>> Begin

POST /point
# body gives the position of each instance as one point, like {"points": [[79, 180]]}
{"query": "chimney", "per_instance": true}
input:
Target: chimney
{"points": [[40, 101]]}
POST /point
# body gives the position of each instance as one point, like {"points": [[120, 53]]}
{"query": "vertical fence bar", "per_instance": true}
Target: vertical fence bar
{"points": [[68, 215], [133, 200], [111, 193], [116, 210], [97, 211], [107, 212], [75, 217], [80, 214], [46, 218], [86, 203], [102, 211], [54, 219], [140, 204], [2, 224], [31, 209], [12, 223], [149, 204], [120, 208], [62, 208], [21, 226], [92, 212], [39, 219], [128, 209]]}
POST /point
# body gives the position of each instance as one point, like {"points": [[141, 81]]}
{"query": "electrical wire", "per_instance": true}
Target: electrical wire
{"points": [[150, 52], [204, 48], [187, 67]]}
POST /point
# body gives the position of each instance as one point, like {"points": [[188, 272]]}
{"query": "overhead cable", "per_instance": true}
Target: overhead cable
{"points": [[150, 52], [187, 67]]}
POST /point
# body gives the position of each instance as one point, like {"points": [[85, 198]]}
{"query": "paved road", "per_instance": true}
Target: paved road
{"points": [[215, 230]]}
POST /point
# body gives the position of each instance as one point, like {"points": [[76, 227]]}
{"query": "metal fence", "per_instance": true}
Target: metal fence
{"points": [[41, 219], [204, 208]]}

>> End

TASK INSTRUCTIONS>
Write out all of the records above exactly as they appear.

WRITTEN RESPONSE>
POST /point
# body gives the position of each instance as one point, like {"points": [[79, 180]]}
{"query": "chimney", "per_instance": true}
input:
Target: chimney
{"points": [[40, 101]]}
POST /point
# body gives the position of each instance as one point, like {"points": [[120, 53]]}
{"query": "vertical fence bar", "per_instance": true}
Target: vertical fence bar
{"points": [[68, 215], [133, 200], [111, 193], [116, 210], [97, 211], [107, 212], [75, 217], [80, 214], [46, 218], [86, 203], [102, 211], [54, 219], [140, 204], [2, 224], [31, 209], [12, 223], [149, 204], [120, 208], [62, 208], [21, 226], [92, 212], [39, 219], [128, 209]]}
POST /point
# body gives the position of each instance as one point, like {"points": [[141, 81]]}
{"query": "electrical wire", "per_instance": true}
Target: electrical wire
{"points": [[150, 52], [204, 48], [187, 67]]}
POST /point
# body gives the position of each instance as one point, like {"points": [[188, 272]]}
{"query": "overhead cable", "per_instance": true}
Target: overhead cable
{"points": [[150, 52], [187, 67]]}
POST /point
# body gives the position of each instance as one point, like {"points": [[85, 198]]}
{"query": "paved road", "per_instance": true}
Target: paved road
{"points": [[215, 230]]}
POST /point
# body gives the position of each instance as one point, like {"points": [[76, 227]]}
{"query": "metal fence", "per_instance": true}
Target: metal fence
{"points": [[41, 219], [204, 208]]}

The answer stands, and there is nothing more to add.